## Petikan Teks
◇ ◇ ◇

Selama dua bulan berikutnya, Armi dan temannya mengunjungi ibu itu di gubuk jerami setiap pekan. Mereka selalu membersihkan luka dan memberikan antibiotik untuk melawan infeksi yang menyebabkan lututnya membengkak. Mereka mengajaknya untuk berdoa secara teratur.
"Kepada siapa saya harus berdoa?" tanyanya pertama kali.
"Berdoalah kepada Dia yang bernama Yesus," jawab Armi.
Dia tidak mengenal Yesus, dan Armi memperkenalkannya kepada Yesus melalui cerita-cerita Alkitab. Sambil membersihkan lukanya, dia berbicara tentang bagaimana Yesus telah menyembuhkan orang sakit dan memberikan penglihatan kepada orang buta. Para tetangga datang untuk menonton, dan mereka mendengarkan cerita-cerita itu.
Setelah berminggu-minggu berlalu, pembengkakannya perlahan-lahan mengecil dan lukanya sembuh. Armi dan temannya mengucap syukur kepada Tuhan. Semua yang terjadi di luar kemampuan medis mereka.
Kemudian kedua misionaris itu memiliki tugas di daerah lain di Papua dan tidak dapat mengunjungi ibu itu selama sebulan. Tetapi mereka mengirimkan makanan sehat dan obat-obatan alami kepadanya dengan bantuan anak-anak yang mereka ajarkan di sekolah misi rimba.

◇ ◇ ◇

## Kegiatan
Ubah paragraf dalam petikan tentang Armi yang diawali dengan kata "Selama dua bulan berikutnya" menjadi daftar poin singkat yang memuat fakta-fakta utamanya. Data yang menyusul merupakan bahan tersendiri dan tidak berkaitan dengan petikan tentang Armi.

## Data yang Ditampilkan
◇ ◇ ◇

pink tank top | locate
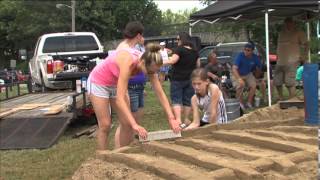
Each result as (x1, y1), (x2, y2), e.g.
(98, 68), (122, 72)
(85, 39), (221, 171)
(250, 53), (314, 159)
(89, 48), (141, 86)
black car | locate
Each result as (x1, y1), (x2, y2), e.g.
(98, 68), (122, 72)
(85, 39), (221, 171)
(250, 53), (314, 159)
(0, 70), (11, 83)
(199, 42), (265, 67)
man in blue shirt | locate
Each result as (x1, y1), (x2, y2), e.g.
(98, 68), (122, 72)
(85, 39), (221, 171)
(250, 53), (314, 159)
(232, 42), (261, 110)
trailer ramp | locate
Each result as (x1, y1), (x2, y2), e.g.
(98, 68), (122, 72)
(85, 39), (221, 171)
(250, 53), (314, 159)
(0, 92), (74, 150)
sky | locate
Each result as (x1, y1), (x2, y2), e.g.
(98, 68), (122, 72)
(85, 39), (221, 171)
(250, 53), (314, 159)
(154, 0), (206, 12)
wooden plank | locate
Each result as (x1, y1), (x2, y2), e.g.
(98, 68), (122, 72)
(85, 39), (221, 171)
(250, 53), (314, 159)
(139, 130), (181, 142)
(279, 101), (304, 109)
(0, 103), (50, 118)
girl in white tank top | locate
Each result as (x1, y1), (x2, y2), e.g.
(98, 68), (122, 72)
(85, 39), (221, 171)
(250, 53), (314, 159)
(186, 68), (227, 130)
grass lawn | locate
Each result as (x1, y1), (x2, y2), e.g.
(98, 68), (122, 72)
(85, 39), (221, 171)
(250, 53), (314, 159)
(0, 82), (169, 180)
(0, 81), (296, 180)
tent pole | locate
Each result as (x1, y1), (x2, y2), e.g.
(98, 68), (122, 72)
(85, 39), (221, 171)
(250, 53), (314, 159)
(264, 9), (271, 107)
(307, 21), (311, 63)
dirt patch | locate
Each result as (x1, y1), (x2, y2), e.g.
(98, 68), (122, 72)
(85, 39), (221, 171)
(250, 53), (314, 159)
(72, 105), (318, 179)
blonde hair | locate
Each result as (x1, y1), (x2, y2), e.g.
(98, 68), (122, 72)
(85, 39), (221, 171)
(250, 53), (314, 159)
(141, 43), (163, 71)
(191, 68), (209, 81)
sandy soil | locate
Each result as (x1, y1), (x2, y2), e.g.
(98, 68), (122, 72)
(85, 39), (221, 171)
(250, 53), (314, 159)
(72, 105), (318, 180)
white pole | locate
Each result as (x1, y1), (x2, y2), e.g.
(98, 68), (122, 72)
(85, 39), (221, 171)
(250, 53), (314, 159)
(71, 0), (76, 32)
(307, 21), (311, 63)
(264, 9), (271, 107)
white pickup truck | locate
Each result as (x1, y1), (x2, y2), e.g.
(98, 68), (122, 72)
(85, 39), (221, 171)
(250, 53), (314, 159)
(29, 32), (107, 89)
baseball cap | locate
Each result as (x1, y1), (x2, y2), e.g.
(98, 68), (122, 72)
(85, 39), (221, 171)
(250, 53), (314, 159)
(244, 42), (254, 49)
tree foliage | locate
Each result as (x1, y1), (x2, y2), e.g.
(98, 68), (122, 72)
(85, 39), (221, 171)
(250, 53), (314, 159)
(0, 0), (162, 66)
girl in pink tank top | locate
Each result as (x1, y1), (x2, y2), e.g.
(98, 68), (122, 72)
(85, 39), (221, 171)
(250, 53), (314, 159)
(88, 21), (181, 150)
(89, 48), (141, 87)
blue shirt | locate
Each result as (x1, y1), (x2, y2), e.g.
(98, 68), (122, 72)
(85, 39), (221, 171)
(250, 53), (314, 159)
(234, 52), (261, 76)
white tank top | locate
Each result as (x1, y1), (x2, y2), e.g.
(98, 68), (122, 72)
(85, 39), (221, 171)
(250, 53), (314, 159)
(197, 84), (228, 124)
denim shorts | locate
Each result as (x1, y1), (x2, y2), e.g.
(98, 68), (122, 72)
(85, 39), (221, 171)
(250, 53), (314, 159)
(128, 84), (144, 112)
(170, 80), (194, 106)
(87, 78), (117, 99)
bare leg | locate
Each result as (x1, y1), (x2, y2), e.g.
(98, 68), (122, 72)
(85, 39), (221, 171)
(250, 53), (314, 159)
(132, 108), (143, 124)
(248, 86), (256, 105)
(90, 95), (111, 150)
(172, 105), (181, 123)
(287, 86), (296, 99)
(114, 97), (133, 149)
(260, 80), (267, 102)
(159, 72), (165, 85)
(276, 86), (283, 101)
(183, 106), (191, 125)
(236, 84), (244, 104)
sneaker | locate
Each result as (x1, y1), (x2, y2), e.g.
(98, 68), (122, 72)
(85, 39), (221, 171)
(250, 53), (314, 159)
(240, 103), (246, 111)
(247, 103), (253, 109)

◇ ◇ ◇

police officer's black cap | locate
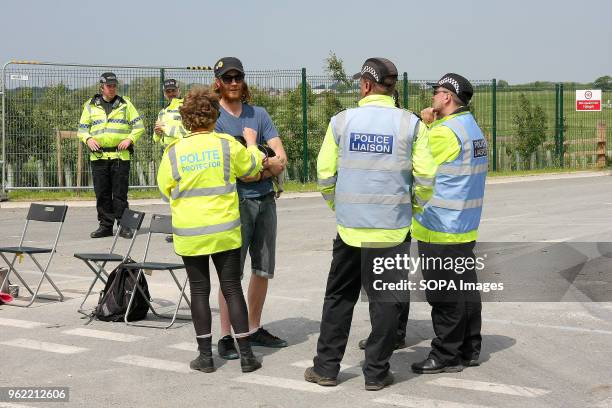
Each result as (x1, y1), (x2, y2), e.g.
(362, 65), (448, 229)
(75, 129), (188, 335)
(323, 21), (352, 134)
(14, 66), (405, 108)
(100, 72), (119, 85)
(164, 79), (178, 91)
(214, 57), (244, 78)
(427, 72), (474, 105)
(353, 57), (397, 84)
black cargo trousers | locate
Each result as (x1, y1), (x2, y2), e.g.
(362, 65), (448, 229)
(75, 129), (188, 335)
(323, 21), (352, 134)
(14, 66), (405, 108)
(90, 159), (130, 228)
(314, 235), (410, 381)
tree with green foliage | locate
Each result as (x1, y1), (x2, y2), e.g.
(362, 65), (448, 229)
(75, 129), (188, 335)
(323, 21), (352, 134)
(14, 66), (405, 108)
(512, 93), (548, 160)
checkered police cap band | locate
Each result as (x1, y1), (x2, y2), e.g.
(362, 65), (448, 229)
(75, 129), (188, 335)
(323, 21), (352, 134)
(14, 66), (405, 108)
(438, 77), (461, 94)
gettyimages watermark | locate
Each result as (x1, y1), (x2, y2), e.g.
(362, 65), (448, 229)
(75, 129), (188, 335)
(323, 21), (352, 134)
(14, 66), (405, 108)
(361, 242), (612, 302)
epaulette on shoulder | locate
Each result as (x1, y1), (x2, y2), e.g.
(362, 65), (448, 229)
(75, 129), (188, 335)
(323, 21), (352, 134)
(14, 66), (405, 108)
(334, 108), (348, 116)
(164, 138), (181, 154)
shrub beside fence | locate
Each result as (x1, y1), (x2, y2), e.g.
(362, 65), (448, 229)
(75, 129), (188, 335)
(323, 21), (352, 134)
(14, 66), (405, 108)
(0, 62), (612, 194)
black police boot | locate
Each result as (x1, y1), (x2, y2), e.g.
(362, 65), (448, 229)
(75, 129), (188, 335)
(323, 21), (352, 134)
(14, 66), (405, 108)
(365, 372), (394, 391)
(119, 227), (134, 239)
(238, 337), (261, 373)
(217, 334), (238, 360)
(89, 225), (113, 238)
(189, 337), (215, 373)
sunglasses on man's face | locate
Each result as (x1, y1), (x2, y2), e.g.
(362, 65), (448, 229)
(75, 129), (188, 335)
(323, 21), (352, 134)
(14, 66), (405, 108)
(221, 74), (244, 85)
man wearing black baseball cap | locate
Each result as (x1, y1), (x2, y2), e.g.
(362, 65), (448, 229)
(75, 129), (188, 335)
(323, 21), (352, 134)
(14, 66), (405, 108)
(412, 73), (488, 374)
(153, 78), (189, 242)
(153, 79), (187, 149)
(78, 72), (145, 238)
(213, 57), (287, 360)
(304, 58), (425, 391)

◇ ◇ ◇

## Pembahasan Soal
- Selama dua bulan, Armi dan temannya mengunjungi ibu itu di gubuk jerami setiap pekan.
- Mereka selalu membersihkan lukanya dan memberikan antibiotik untuk melawan infeksi yang membuat lututnya membengkak.
- Mereka mengajaknya berdoa secara teratur.